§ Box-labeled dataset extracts
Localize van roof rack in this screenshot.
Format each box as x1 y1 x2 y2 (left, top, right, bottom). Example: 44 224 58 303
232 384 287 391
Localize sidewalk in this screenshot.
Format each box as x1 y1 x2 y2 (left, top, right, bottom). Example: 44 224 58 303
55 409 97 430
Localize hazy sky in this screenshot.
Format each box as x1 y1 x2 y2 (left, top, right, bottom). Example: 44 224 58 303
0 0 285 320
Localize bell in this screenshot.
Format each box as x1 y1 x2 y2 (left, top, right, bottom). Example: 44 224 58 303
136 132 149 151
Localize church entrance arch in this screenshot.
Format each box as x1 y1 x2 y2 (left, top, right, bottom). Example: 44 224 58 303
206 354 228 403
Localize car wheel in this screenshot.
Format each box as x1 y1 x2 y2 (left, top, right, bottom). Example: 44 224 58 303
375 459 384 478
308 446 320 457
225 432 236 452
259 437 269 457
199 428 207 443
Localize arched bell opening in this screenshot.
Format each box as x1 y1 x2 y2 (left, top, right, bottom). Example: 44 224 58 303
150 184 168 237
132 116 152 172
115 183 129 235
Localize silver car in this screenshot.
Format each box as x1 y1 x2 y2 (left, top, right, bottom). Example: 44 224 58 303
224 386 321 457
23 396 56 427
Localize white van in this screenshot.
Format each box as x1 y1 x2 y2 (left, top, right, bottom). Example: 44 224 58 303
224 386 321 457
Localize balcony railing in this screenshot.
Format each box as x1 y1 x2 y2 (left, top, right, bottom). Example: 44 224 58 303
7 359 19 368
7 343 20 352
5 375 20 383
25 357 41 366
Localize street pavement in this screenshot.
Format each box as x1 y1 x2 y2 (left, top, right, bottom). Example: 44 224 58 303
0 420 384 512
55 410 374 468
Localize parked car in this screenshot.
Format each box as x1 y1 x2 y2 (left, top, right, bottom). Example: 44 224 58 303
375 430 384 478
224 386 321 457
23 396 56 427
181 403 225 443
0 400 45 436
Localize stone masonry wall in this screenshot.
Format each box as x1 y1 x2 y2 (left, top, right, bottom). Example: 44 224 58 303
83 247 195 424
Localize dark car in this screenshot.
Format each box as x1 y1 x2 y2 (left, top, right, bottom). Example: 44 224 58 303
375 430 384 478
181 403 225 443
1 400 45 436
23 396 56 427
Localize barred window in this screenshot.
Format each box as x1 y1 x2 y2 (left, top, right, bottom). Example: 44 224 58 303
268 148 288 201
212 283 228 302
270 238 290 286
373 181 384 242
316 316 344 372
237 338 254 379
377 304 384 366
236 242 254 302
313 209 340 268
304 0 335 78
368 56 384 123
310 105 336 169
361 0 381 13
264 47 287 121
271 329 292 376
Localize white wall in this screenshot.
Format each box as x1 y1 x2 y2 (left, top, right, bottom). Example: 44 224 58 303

§ PROBLEM TO SOLVE
Reproduce the data above, substituting "Locate" for every "Localize" and leaving everything else unchanged.

§ EXERCISE RESPONSE
Locate van roof rack in this screenshot.
Format each box as x1 y1 x2 y2 (left, top, right, bottom). Example: 44 224 58 303
232 384 287 391
Locate sidewalk in this screenshot.
Format each box as x1 y1 x2 y2 (left, top, right, bottom). Example: 44 224 58 303
55 409 97 430
Locate hazy sky in this screenshot.
Format each box as x1 y1 x2 y2 (left, top, right, bottom). Example: 44 224 58 303
0 0 285 320
Locate bell in this screenshot.
Format each box as x1 y1 x2 y2 (left, top, right, bottom). Example: 44 224 58 303
136 132 149 151
Locate church entrance arch in this screenshot.
Format each box as x1 y1 x2 y2 (left, top, right, bottom). Example: 44 224 58 303
206 354 228 403
Locate car wheel in this screenshot.
Format each box as x1 y1 x2 y2 (left, top, right, bottom). Example: 44 224 58 303
375 459 384 478
308 446 320 457
225 432 236 452
259 437 269 457
199 428 207 443
Locate arched bell opening in this screenshot.
Format each box as x1 y1 x2 y2 (left, top, right, bottom). Example: 44 224 58 303
150 184 168 237
132 116 152 172
115 183 129 235
Locate silver car in this screenshot.
Format each box as x1 y1 x2 y2 (left, top, right, bottom). Example: 44 224 58 303
224 386 321 457
23 396 56 427
Locate white van in this screenshot.
Format each box as x1 y1 x2 y2 (left, top, right, bottom). Example: 44 224 58 303
224 386 321 457
Locate balcony railing in this screenshot.
Format each box as x1 y1 x2 y2 (left, top, right, bottom). Example: 44 224 58 303
7 359 19 368
7 343 20 352
5 375 20 383
25 357 41 366
Locate street pavement in this screenshot.
Format each box as x1 y1 x2 y2 (left, top, right, bottom). Example: 44 224 58 303
0 420 384 512
55 410 374 468
Locate parked car in this screenshot.
Format each box as x1 y1 x2 y2 (left, top, right, bottom). Example: 44 224 58 303
375 430 384 478
224 386 321 457
23 396 56 427
181 403 225 443
0 400 45 436
Locate stone masonry wall in this screenshot.
Format each box as x1 y1 x2 y2 (left, top, right, bottom). Example: 44 224 58 303
83 247 195 424
Locate dark car in this screenshot.
Format each box as x1 y1 x2 y2 (left, top, right, bottom). Example: 44 224 58 303
375 430 384 478
181 403 225 443
1 400 45 436
23 396 56 427
Locate barred window in this screenshot.
Format each box as x1 y1 x2 y2 (left, top, right, bottom). Example: 44 224 58 303
268 148 288 201
212 283 228 302
270 238 290 286
373 181 384 242
316 316 344 372
237 338 254 379
377 304 384 366
236 242 254 302
313 209 340 268
304 0 335 78
368 56 384 123
310 105 336 169
361 0 381 13
264 47 287 121
271 329 292 376
Locate white wall in this screenshot.
Format each box as x1 y1 x2 y2 (left, top, right, bottom). Example: 44 224 58 303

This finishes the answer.